:: TASK DESCRIPTION ::
Pull out every line of the records below that contains the string "query". Matching is case-sensitive.

:: INFORMATION SHOWN ::
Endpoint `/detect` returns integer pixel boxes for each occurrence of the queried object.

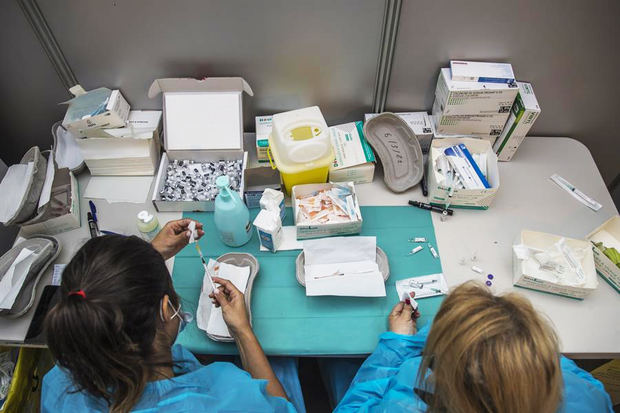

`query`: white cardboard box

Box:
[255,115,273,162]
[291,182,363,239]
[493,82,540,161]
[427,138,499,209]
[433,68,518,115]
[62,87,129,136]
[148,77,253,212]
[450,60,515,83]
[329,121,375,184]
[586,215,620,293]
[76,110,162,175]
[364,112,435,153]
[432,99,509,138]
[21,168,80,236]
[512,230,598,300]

==

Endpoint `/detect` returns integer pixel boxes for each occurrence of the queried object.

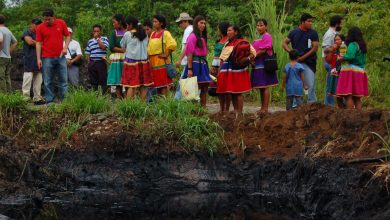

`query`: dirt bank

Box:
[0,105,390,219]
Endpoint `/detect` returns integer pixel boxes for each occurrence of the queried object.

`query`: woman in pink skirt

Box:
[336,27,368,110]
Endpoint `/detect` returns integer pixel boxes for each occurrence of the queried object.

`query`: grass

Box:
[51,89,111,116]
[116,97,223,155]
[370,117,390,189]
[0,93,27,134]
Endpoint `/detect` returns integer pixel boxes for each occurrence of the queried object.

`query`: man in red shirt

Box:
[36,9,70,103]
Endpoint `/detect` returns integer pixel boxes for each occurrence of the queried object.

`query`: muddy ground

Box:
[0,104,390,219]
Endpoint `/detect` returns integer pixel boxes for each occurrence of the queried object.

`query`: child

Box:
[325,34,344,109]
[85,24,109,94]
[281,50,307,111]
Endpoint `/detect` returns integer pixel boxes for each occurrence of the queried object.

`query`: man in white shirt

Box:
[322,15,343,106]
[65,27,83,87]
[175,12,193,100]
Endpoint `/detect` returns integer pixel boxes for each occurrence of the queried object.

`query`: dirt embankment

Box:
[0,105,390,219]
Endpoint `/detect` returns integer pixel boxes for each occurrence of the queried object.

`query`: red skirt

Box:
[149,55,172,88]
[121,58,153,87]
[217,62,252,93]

:: EXERCISE ANSWER ::
`query`: white cardboard box
`query`: dirt bank
`query`: woman in pink skirt
`query`: grass
`query`: man in red shirt
`query`: muddy ground
`query`: child
`query`: man in white shirt
`query`: dirt embankment
`query`: red skirt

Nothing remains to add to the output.